─── LISTED ENTRIES ───

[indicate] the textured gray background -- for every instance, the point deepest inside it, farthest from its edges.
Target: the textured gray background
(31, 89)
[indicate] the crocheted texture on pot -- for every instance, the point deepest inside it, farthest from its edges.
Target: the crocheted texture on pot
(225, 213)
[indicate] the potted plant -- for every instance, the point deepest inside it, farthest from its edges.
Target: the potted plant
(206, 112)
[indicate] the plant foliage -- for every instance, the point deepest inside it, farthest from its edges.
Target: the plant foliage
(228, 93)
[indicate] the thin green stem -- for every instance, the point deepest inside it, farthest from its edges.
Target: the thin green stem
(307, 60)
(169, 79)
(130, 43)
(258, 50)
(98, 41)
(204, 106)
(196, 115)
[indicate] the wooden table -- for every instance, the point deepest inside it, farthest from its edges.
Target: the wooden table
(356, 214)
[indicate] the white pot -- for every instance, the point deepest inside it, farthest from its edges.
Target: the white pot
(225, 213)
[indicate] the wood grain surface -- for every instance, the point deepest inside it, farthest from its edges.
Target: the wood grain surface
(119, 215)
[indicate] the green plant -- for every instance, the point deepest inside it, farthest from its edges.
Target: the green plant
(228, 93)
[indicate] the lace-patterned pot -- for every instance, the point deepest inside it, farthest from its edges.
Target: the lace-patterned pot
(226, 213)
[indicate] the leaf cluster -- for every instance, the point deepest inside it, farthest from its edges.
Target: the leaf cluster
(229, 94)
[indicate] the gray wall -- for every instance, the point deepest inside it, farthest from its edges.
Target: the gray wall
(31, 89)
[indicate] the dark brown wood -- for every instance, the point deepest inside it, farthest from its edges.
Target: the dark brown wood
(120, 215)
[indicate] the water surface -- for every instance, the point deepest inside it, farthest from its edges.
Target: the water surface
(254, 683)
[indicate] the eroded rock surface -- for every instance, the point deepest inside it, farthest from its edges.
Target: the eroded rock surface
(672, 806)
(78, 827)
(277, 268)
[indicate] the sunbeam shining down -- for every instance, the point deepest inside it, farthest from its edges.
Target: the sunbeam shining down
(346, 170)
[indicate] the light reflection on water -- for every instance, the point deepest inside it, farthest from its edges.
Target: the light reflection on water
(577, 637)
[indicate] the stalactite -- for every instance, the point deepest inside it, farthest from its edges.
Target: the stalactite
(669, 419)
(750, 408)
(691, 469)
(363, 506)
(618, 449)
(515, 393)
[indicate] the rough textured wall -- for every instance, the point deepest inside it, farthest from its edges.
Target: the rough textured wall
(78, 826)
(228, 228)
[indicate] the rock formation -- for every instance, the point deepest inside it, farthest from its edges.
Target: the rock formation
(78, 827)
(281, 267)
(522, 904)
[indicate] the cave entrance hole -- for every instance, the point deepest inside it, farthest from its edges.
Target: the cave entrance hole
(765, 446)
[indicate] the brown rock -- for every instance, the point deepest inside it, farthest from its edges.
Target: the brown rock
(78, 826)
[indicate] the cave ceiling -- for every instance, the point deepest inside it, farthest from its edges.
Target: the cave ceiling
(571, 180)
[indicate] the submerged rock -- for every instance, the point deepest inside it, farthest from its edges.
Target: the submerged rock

───

EXERCISE DETAILS
Please restate the data word for word, every record included.

RESPONSE BOX
[indicate] the textured gray background -- for every instance, the point deepest inside it, farthest from its edges.
Target: the textured gray background
(31, 89)
[indicate] the crocheted texture on pot -- for every instance, the point deepest inside it, farthest from its edges.
Target: the crocheted texture on pot
(225, 213)
[indicate] the potted plant -- for every instance, the point deepest inside it, farthest from its edges.
Target: the potted plant
(206, 112)
[indicate] the plant foliage -- for every instance, the point deepest inside it, farthest from its edges.
Target: the plant foliage
(228, 93)
[indicate] the thin green stem -- for every instance, the point deepest inside it, farthest from its edges.
Target: the thin green stem
(307, 60)
(169, 79)
(130, 43)
(258, 50)
(98, 41)
(204, 106)
(196, 115)
[indicate] the wooden table -- for every instance, the point deepest inside it, farthest from its edges.
Target: the wooden table
(356, 214)
[indicate] the white pot -- for every instance, the point deepest inside it, farthest from its edges.
Target: the white pot
(225, 213)
[indicate] the wood grain surface -- for every instance, the point deepest inside it, farthest from its edges.
Target: the wood grain surface
(119, 215)
[indicate] the green plant -- for every instance, the point deepest inside it, farthest from its edges.
Target: the green plant
(228, 93)
[indicate] the lace-patterned pot -- for every instance, the point deepest inside it, farthest from its edges.
Target: the lace-patterned pot
(226, 213)
[indicate] the leaf cluster -- for every instance, the point deepest inside it, farthest from its edges.
Target: the leaf cluster
(229, 94)
[indicate] the gray wall -- for every instance, the point deepest inside it, farthest from its edges.
Target: the gray wall
(31, 89)
[indicate] the dark brown wood -- for every instance, the point deepest inside it, farthest from its edges.
Target: the dark brown wood
(120, 215)
[indicate] the water surface -- for every instance, the point deepest inside it, farthest from its edges.
Target: the water surface
(254, 683)
[indicate] the eroded rock surface -- for every instance, the point deepest inside it, farthest from its edges.
Target: the eroded rock surface
(672, 806)
(78, 827)
(277, 268)
[indicate] the sunbeam shining down -- for every instance, the point deepest inside it, farthest from its edges.
Target: the sunbeam shining down
(346, 170)
[indicate] the light reflection on water -- for every instance, the point deepest inside it, farthest from its edges.
Target: the light reflection on water
(577, 637)
[indicate] the stalactite -- for every instance, the point deepest inside it, farthest from its edges.
Target: the stalactite
(669, 419)
(750, 408)
(691, 469)
(363, 506)
(618, 449)
(515, 393)
[indicate] the rough textured wall -- for every instance, the point deepest inside it, farthest from its edges.
Target: the rough textured wall
(78, 826)
(228, 228)
[indicate] the rock formation -- for every instance, the point deepest inside it, farthest from its edges.
Target: the rock formation
(78, 827)
(281, 267)
(522, 904)
[indicate] the cave entrance hole -- for every instance, the point deepest inside it, farthest from its edges.
Target: the cave entrance hole
(765, 446)
[indicate] the brown rock -- for every instance, the point deepest inside it, farthest from its edges.
Target: the brown rock
(78, 826)
[indicate] the cave ceiling -- for every instance, the point deepest inside it, farthest from its edges.
Target: the cave ceiling
(571, 180)
[indicate] the submerged rock -- for every instance, the point deepest inside it, farthest from its edges.
Target: the submerged rock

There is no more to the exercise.